══ Record extracts ══

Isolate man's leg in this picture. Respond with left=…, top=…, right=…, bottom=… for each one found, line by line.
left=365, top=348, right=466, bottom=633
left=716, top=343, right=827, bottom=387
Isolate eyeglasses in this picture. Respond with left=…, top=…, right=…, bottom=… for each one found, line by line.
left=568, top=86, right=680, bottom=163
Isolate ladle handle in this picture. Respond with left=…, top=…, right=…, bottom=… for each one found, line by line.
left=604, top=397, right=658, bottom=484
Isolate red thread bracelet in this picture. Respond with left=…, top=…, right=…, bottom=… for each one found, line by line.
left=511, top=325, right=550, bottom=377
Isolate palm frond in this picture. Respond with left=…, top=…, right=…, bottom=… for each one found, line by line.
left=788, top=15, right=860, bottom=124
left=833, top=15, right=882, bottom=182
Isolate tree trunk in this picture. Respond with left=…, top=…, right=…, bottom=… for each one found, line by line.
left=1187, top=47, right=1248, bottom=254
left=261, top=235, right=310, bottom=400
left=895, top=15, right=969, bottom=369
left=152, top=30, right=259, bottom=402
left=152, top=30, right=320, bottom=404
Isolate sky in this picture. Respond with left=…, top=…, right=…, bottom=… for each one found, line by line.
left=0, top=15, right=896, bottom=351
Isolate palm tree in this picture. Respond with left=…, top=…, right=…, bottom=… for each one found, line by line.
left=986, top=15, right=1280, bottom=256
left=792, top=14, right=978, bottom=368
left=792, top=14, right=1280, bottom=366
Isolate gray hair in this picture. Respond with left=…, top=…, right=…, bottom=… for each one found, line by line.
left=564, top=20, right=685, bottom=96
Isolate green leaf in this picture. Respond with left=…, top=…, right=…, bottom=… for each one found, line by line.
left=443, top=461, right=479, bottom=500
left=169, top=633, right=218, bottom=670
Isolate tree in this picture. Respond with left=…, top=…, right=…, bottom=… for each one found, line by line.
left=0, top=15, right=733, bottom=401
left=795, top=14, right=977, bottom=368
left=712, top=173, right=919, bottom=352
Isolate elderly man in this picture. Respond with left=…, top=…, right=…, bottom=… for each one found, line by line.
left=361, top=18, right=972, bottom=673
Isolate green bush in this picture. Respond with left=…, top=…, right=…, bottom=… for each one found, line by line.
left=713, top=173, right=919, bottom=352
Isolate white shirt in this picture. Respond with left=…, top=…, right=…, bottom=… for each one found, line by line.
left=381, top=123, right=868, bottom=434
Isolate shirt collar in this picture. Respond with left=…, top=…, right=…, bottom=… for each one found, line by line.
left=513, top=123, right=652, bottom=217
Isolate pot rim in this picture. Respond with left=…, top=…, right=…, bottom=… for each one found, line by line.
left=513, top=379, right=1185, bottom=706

═══

[What needs to be done]:
Return the lines of the material word for word, starting at the line containing "Isolate tree trunk" and ending at the line containing "left=0, top=15, right=896, bottom=351".

[Final answer]:
Isolate tree trunk in this picture. Respond with left=…, top=…, right=…, bottom=… for each one found, line by line.
left=1187, top=47, right=1248, bottom=254
left=261, top=235, right=310, bottom=400
left=895, top=15, right=969, bottom=369
left=152, top=30, right=259, bottom=402
left=152, top=30, right=320, bottom=404
Isolate sky in this picture. Respond with left=…, top=…, right=…, bottom=… for each one found, line by line.
left=0, top=15, right=896, bottom=351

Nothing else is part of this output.